PROBLEM TO SOLVE
Rewrite every line of the records below as one numbered list, omitting blank lines and leaving out the pictures.
━━ PROVIDED MATERIAL
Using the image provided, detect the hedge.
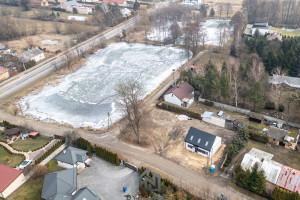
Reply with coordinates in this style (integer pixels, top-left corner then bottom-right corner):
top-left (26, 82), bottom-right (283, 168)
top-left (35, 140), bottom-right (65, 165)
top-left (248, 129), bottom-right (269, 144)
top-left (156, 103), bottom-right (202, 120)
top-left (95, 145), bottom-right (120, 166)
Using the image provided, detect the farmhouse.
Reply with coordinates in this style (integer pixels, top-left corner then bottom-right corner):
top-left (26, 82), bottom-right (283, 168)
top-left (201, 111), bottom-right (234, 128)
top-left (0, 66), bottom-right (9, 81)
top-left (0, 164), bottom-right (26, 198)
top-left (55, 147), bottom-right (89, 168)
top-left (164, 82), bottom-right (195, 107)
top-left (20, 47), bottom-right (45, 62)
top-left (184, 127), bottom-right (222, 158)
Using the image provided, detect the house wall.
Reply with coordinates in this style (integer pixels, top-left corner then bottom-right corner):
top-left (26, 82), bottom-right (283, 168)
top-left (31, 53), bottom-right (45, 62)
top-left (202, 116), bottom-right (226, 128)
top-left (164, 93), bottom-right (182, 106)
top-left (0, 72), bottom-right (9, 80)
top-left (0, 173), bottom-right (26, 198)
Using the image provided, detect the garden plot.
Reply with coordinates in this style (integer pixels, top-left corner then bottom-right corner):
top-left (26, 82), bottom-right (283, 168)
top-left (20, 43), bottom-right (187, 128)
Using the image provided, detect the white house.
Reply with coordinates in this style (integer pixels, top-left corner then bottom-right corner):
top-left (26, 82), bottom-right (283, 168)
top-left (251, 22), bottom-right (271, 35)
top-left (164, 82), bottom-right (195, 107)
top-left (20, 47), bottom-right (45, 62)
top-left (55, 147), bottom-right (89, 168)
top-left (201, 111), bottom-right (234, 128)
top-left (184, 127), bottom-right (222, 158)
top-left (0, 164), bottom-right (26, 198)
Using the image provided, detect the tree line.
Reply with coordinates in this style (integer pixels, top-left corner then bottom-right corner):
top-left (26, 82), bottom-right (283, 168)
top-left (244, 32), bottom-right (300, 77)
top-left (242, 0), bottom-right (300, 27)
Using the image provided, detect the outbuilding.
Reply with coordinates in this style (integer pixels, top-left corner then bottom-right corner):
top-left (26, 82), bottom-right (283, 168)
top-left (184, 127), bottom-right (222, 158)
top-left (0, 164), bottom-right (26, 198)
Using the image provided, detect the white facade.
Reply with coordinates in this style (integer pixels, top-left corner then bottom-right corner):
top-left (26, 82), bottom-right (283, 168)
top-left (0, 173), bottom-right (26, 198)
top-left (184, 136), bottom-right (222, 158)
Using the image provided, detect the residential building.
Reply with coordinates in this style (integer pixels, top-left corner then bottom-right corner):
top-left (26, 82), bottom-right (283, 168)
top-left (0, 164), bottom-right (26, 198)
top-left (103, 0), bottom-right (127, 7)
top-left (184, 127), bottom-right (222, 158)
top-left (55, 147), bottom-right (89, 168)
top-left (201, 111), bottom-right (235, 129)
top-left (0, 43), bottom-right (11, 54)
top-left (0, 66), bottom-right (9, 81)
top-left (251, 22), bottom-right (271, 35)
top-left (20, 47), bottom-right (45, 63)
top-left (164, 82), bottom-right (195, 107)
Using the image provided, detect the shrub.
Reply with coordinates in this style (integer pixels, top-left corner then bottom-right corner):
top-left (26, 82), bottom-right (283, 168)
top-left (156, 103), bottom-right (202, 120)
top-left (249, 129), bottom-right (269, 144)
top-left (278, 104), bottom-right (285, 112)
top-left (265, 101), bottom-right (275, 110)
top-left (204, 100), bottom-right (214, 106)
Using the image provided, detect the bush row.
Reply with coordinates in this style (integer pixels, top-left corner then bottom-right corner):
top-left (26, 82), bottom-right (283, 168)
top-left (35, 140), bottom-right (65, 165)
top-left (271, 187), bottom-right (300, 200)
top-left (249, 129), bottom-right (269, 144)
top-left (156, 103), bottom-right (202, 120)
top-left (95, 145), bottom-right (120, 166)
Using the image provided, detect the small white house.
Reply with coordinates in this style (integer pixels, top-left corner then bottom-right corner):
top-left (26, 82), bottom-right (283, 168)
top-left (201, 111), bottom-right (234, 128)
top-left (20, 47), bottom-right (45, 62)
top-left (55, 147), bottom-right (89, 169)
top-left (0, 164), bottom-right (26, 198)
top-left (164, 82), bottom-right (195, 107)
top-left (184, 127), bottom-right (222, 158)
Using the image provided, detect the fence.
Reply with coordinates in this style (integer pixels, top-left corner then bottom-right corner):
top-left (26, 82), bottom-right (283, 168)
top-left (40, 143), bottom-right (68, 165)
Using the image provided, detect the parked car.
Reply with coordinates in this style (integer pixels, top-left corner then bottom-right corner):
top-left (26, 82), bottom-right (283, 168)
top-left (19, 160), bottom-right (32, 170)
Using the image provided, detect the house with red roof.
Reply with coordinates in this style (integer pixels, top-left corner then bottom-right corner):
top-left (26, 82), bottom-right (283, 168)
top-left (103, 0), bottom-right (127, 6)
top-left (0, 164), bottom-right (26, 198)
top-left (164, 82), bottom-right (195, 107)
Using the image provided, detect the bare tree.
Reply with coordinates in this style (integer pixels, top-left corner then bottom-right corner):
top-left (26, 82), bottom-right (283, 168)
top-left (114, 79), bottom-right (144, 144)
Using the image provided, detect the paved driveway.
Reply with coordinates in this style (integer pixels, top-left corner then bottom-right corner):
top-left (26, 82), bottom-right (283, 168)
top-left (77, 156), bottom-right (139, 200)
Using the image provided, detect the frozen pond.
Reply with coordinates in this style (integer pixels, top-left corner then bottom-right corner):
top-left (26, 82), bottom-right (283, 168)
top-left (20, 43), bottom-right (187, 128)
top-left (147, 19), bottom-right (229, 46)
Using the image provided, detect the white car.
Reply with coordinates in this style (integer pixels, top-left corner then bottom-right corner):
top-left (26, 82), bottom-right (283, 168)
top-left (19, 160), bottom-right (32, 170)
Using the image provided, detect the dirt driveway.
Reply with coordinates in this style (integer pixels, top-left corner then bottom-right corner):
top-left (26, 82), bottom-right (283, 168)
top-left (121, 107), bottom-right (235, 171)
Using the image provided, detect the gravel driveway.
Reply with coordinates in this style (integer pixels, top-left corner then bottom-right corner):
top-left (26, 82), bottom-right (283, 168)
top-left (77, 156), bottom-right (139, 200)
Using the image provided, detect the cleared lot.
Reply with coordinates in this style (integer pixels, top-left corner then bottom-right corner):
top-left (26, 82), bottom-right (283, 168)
━━━━
ANSWER IN FULL
1. Using the image provided, detect the hedge.
2. Reply with coordinates in this style (integer pixels, top-left corner then bottom-right corner):
3. top-left (26, 82), bottom-right (283, 168)
4. top-left (35, 140), bottom-right (65, 165)
5. top-left (248, 129), bottom-right (269, 144)
6. top-left (156, 103), bottom-right (202, 120)
7. top-left (95, 145), bottom-right (120, 166)
8. Using the image provided, detect the farmhouse.
9. Reply with coordinates in this style (integer pixels, top-left corner then bottom-right corner):
10. top-left (26, 82), bottom-right (283, 168)
11. top-left (201, 111), bottom-right (234, 128)
12. top-left (0, 66), bottom-right (9, 81)
13. top-left (0, 164), bottom-right (26, 198)
14. top-left (55, 147), bottom-right (89, 168)
15. top-left (164, 82), bottom-right (195, 107)
16. top-left (20, 47), bottom-right (45, 62)
17. top-left (184, 127), bottom-right (222, 158)
18. Using the image provided, detect the house wall.
19. Reply with coordinates in this style (integer pixels, top-left corner then bottom-right corner):
20. top-left (26, 82), bottom-right (283, 168)
21. top-left (31, 53), bottom-right (45, 62)
22. top-left (202, 116), bottom-right (226, 128)
23. top-left (164, 93), bottom-right (182, 106)
24. top-left (0, 72), bottom-right (9, 80)
25. top-left (0, 173), bottom-right (26, 198)
26. Using the image provided, detect the garden plot.
27. Reply with coordinates in this style (integer pixels, top-left corner then bottom-right corner):
28. top-left (26, 82), bottom-right (283, 168)
29. top-left (20, 43), bottom-right (187, 128)
30. Using the image provided, detect the white house.
31. Reply with coordinates in this style (integer pixels, top-left corner then bottom-right corner):
32. top-left (26, 82), bottom-right (283, 168)
33. top-left (251, 22), bottom-right (271, 35)
34. top-left (164, 82), bottom-right (195, 107)
35. top-left (20, 47), bottom-right (45, 62)
36. top-left (55, 147), bottom-right (89, 168)
37. top-left (201, 111), bottom-right (234, 128)
38. top-left (184, 127), bottom-right (222, 158)
39. top-left (0, 164), bottom-right (26, 198)
40. Using the image provided, detect the tree line.
41. Reply with coordinates in this style (integer pixels, top-left corner then bottom-right corner):
42. top-left (26, 82), bottom-right (283, 168)
43. top-left (244, 32), bottom-right (300, 77)
44. top-left (242, 0), bottom-right (300, 27)
45. Using the image provided, detect the outbuilding.
46. Reply with coordinates in this style (integer pixels, top-left corner then bottom-right corner):
47. top-left (26, 82), bottom-right (283, 168)
48. top-left (184, 127), bottom-right (222, 158)
49. top-left (0, 164), bottom-right (26, 198)
50. Using the image provided, detect the white facade.
51. Reply with coordinates in this style (integer pixels, top-left corner then bottom-right corner):
52. top-left (26, 82), bottom-right (283, 168)
53. top-left (0, 173), bottom-right (26, 198)
54. top-left (184, 136), bottom-right (222, 158)
55. Using the image provided, detect the residential building.
56. Reply with coordinates in this style (integer pixels, top-left corner then bottom-right corner):
57. top-left (26, 82), bottom-right (283, 168)
58. top-left (0, 164), bottom-right (26, 198)
59. top-left (103, 0), bottom-right (127, 7)
60. top-left (184, 127), bottom-right (222, 158)
61. top-left (55, 147), bottom-right (89, 168)
62. top-left (201, 111), bottom-right (235, 129)
63. top-left (0, 43), bottom-right (11, 54)
64. top-left (0, 66), bottom-right (9, 81)
65. top-left (251, 22), bottom-right (271, 35)
66. top-left (20, 47), bottom-right (45, 63)
67. top-left (164, 82), bottom-right (195, 107)
68. Using the image provided, detect the shrub.
69. Reply with coordinates in this style (integer pixels, top-left corner then bottom-right corner):
70. top-left (26, 82), bottom-right (283, 168)
71. top-left (156, 103), bottom-right (202, 120)
72. top-left (249, 129), bottom-right (269, 144)
73. top-left (278, 104), bottom-right (285, 112)
74. top-left (265, 101), bottom-right (275, 110)
75. top-left (204, 100), bottom-right (214, 106)
76. Using the image provided, detect the bush row.
77. Reply with coordinates in this style (integer pixels, top-left corner then bottom-right corner):
78. top-left (26, 82), bottom-right (283, 168)
79. top-left (35, 140), bottom-right (65, 165)
80. top-left (271, 187), bottom-right (300, 200)
81. top-left (249, 129), bottom-right (269, 144)
82. top-left (156, 103), bottom-right (202, 120)
83. top-left (95, 145), bottom-right (120, 166)
84. Using the image provided, detect the small white house.
85. Reply with coordinates in this style (integer pixels, top-left corner then bottom-right corner):
86. top-left (26, 82), bottom-right (283, 168)
87. top-left (201, 111), bottom-right (234, 128)
88. top-left (20, 47), bottom-right (45, 62)
89. top-left (55, 147), bottom-right (89, 169)
90. top-left (0, 164), bottom-right (26, 198)
91. top-left (164, 82), bottom-right (195, 107)
92. top-left (184, 127), bottom-right (222, 158)
93. Using the image provided, detect the fence.
94. Reply with coordinates in this style (integer pixels, top-left corner then bottom-right corner):
95. top-left (26, 82), bottom-right (283, 168)
96. top-left (40, 143), bottom-right (68, 165)
97. Using the image provided, detect the parked car.
98. Reply with coordinates in this style (integer pixels, top-left corner then bottom-right corner):
99. top-left (26, 82), bottom-right (283, 168)
100. top-left (19, 160), bottom-right (32, 170)
101. Using the image provided, detect the house with red roof.
102. Reply with coordinates in this style (integer pixels, top-left corner then bottom-right corner):
103. top-left (26, 82), bottom-right (283, 168)
104. top-left (103, 0), bottom-right (127, 6)
105. top-left (0, 164), bottom-right (26, 198)
106. top-left (164, 82), bottom-right (195, 107)
107. Using the image provided, detect the bare tree.
108. Reply with coordinates in this style (integer pixels, top-left corner then bottom-right corner):
109. top-left (26, 82), bottom-right (283, 168)
110. top-left (114, 79), bottom-right (144, 144)
111. Using the image provided, detect the paved driveway.
112. Reply with coordinates in this style (integer pixels, top-left corner then bottom-right corner):
113. top-left (26, 82), bottom-right (283, 168)
114. top-left (77, 156), bottom-right (139, 200)
115. Using the image provided, detect the frozen pond.
116. Reply with coordinates in this style (integer pixels, top-left corner then bottom-right corner):
117. top-left (26, 82), bottom-right (283, 168)
118. top-left (20, 43), bottom-right (187, 128)
119. top-left (147, 19), bottom-right (229, 46)
120. Using the image provided, detect the white car.
121. Reply with coordinates in this style (integer pixels, top-left corner then bottom-right corner):
122. top-left (26, 82), bottom-right (283, 168)
123. top-left (19, 160), bottom-right (32, 170)
124. Using the image provided, detect the dirt driveway.
125. Reply with coordinates in this style (integer pixels, top-left corner then bottom-right corner):
126. top-left (26, 82), bottom-right (283, 168)
127. top-left (121, 107), bottom-right (235, 171)
128. Using the image provided, detect the gravel driveway.
129. Reply with coordinates in this style (integer pixels, top-left corner then bottom-right corner):
130. top-left (26, 82), bottom-right (283, 168)
131. top-left (77, 156), bottom-right (139, 200)
132. Using the image provided, detect the cleared lot.
133. Reply with coordinates in this style (integer pixels, top-left corner then bottom-right corner):
134. top-left (26, 82), bottom-right (283, 168)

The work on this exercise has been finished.